◆ Text shown
---+---
Latest Polls Show Dole Gaining On Clinton Leaving The Senate Is Thought To Have Helped Dole; Whitewater Convictions May Have Hurt President

Associated Press

President Clinton’s once-imposing lead over Bob Dole is shrinking in a new round of polls, with one survey Friday giving Clinton his smallest advantage in a national survey in three months.

The Time-CNN survey gave Clinton a 6 percentage point lead over Dole among registered voters, narrowing the gap by 16 points from a similar survey a month earlier.

A Fox News poll released Friday and a Harris Poll the day before also found the presidential contest to have tightened in the past month, though not as dramatically.

“We’re catching up,” Dole told a cheering crowd of 400 at a campaign appearance in Savannah, Ga.

“It shows that I’m working,” Dole told reporters earlier. “Polls are polls, except this is better than I’ve seen. It means, I assume, we got a bump out of leaving the Senate, but you can only do that once.”

According to the CNN-Time survey, Clinton would get 49 percent and Dole 43 percent if the election were today. The June 12-13 telephone poll surveyed 807 registered voters and had an error margin of plus or minus 3.5 percentage points.

Clinton’s lead had tumbled 16 points from 56-34 in a May 15-16 CNN-Time poll.

A U.S. News & World Report survey released Friday put the two candidates 13 points apart, with Clinton at 50 percent and Dole at 37 percent. That survey of 1,000 registered voters, conducted June 1-3, had a 3-point margin of error.
---+---
◆ Given entries
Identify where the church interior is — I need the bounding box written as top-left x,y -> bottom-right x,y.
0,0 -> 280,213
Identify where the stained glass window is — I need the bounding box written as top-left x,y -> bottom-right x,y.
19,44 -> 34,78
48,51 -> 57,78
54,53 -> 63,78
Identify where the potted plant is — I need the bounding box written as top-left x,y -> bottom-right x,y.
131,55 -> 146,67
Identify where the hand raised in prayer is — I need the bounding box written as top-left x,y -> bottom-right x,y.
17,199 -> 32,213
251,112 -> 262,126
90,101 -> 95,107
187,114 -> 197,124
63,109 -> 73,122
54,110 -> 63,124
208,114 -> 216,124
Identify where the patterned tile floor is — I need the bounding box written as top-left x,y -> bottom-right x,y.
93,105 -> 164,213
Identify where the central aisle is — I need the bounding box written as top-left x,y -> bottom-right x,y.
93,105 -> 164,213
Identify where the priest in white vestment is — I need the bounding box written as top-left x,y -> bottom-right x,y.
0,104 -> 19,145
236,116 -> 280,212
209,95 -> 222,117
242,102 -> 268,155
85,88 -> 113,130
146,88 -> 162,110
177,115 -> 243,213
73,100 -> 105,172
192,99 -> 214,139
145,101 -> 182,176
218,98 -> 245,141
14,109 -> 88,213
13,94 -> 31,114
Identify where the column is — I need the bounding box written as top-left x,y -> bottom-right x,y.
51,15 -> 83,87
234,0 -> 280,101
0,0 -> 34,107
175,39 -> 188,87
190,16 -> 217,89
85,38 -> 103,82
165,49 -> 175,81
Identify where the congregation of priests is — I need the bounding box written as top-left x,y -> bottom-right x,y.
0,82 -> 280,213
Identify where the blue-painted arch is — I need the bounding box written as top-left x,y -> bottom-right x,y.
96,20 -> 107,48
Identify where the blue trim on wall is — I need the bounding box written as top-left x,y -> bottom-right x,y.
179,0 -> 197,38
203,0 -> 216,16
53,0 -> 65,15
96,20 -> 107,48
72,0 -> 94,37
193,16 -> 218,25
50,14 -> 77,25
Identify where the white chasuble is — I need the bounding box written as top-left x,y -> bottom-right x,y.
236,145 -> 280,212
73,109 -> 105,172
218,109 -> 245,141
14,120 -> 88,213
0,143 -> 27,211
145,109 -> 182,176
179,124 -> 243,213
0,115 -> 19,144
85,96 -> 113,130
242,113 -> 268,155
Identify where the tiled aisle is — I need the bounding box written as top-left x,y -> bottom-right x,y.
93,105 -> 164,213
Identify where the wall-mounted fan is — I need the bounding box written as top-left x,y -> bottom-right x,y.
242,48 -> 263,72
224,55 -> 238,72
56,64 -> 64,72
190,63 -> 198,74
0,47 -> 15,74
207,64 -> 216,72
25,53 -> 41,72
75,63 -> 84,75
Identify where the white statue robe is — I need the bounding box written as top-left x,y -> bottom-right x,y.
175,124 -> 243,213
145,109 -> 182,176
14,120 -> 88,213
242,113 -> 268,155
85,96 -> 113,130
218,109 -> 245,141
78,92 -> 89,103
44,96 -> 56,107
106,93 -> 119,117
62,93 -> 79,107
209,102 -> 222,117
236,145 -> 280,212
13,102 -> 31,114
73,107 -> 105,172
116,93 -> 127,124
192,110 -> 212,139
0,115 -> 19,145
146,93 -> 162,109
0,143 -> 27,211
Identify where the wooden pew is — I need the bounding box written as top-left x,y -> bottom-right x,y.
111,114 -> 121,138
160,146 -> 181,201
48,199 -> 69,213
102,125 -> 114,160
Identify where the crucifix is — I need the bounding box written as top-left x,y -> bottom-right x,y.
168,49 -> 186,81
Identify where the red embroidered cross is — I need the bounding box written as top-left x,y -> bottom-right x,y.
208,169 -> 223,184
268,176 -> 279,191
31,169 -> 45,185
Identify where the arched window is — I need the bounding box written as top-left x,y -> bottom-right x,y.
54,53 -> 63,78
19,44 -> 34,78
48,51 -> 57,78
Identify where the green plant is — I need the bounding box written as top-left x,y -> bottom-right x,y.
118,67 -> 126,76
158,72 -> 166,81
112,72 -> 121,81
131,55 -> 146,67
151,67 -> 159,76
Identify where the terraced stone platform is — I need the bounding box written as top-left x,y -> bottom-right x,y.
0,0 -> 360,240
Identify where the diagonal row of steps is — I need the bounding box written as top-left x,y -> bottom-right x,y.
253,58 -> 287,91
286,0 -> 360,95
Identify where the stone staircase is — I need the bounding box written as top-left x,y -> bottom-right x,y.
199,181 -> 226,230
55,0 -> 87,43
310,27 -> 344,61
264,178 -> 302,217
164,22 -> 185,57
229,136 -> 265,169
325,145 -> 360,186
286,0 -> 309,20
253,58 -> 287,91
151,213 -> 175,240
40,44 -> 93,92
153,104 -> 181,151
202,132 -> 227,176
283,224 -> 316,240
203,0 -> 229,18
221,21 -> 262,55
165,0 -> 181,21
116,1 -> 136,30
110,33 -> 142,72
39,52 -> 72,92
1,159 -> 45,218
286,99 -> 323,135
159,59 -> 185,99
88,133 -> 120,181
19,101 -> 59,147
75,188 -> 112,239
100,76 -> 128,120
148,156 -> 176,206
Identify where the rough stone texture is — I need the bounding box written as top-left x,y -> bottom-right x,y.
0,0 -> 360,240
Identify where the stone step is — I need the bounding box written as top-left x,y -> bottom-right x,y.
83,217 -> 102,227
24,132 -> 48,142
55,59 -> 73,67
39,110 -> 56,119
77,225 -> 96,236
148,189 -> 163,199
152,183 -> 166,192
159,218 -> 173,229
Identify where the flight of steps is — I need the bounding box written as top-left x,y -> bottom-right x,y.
---+---
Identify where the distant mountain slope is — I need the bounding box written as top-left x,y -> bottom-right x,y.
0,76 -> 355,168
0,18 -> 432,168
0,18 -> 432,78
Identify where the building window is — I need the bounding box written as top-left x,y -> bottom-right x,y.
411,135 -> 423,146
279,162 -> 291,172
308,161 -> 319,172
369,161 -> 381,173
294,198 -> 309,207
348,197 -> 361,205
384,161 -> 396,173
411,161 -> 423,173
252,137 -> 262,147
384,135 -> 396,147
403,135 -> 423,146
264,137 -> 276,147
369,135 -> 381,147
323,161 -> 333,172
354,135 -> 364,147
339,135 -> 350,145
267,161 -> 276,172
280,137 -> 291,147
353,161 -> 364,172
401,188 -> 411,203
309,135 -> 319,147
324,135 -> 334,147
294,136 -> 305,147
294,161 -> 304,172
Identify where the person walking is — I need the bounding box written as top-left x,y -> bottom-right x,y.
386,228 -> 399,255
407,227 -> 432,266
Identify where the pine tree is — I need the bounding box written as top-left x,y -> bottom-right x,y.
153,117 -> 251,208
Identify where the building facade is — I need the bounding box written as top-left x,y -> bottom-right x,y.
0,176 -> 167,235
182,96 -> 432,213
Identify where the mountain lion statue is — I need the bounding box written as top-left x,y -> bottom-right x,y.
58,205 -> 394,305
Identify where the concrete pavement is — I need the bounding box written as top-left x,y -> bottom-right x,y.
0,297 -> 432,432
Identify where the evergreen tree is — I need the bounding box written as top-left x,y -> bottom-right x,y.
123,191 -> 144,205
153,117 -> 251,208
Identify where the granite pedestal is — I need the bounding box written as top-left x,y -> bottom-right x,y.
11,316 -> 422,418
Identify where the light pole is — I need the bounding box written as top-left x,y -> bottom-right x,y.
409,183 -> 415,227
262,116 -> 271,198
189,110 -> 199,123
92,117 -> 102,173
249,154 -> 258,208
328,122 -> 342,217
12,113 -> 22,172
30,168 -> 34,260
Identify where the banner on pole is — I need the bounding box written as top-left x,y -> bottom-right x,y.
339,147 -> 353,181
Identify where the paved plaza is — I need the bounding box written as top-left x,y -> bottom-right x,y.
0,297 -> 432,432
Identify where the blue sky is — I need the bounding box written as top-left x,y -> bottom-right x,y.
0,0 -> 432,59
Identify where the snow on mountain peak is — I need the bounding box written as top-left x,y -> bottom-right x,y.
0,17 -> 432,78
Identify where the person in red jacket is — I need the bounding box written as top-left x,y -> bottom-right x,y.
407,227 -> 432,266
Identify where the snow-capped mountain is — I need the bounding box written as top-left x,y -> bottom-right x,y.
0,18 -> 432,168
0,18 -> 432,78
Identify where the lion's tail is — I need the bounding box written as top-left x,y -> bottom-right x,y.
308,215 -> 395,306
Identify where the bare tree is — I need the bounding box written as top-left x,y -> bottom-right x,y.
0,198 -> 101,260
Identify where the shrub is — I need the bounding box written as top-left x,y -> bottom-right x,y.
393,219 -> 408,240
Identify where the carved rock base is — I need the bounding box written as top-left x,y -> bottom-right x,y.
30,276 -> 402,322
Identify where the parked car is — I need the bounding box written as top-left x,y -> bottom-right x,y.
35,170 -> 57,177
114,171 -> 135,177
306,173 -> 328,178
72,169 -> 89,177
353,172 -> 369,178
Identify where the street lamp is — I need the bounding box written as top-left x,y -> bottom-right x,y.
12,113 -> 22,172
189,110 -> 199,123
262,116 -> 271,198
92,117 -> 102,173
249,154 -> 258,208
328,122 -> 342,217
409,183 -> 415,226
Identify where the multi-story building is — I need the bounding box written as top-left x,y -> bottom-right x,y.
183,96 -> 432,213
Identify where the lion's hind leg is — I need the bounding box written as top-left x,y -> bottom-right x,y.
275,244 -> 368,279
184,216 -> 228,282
---+---
◆ Set tasks
**A)** In the polls article, how many registered voters were surveyed in the June 12-13 telephone poll?
**B)** In the polls article, take the part starting with "A Fox News poll" and going on through "not as dramatically.", and swap "Fox News" for "ABC News".
The items have nothing to do with the polls article.

◆ Answers given
**A)** 807 registered voters.

**B)**
A ABC News poll released Friday and a Harris Poll the day before also found the presidential contest to have tightened in the past month, though not as dramatically.